→ Material to process
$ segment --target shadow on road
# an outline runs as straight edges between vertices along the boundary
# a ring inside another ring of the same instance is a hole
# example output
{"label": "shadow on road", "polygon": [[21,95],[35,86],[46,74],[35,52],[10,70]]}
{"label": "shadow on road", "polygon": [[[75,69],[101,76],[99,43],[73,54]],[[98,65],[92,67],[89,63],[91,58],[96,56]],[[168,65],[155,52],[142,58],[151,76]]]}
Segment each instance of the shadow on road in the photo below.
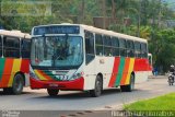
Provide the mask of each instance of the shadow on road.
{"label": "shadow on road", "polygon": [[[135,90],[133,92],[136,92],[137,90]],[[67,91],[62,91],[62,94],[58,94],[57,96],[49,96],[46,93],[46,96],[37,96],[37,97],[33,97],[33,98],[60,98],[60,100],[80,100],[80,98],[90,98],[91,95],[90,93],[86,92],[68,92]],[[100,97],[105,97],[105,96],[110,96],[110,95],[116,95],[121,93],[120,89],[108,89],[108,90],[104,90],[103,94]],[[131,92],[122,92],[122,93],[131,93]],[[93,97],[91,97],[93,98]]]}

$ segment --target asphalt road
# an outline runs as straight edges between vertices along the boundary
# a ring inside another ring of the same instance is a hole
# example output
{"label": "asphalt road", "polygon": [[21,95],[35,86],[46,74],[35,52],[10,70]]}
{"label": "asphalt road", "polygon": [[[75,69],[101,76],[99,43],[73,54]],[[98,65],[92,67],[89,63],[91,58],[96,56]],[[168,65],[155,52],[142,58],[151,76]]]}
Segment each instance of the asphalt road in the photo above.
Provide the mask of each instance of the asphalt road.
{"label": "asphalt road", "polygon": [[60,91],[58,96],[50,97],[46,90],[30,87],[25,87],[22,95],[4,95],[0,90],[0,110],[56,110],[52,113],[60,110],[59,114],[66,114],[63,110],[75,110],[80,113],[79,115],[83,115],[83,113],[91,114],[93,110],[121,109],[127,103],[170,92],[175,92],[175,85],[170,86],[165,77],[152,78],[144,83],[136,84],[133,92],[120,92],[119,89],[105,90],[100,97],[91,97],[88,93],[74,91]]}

==

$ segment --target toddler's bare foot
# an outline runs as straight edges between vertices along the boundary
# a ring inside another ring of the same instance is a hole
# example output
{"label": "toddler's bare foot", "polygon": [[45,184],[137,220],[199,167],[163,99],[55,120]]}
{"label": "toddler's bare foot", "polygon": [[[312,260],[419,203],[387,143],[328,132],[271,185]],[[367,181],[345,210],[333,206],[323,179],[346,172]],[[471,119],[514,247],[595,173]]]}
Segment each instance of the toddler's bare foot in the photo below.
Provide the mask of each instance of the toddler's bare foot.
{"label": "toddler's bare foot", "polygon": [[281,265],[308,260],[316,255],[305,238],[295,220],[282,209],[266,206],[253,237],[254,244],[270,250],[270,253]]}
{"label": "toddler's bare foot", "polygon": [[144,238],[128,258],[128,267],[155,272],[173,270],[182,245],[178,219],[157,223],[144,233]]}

→ Task
Switch "outline" to "contour" in the lines of the records above starting at the one containing "--target shadow on road" and ending at the one containing "Provide the mask of each instance of the shadow", keeping everything else the same. Reproduce only those lines, and omit the picture.

→ Finished answer
$ segment --target shadow on road
# an contour runs as straight edges between vertices along the boundary
# a ring inside another ring of the same instance is a hole
# example output
{"label": "shadow on road", "polygon": [[21,95],[35,86],[46,74],[35,52],[10,70]]}
{"label": "shadow on road", "polygon": [[[75,69],[101,76],[99,43],[73,54]],[[98,65],[92,67],[89,63],[91,58],[96,56]],[[168,65],[155,52],[142,58],[151,76]]]}
Segment each instance of the shadow on road in the photo below.
Provide the mask of each instance of the shadow on road.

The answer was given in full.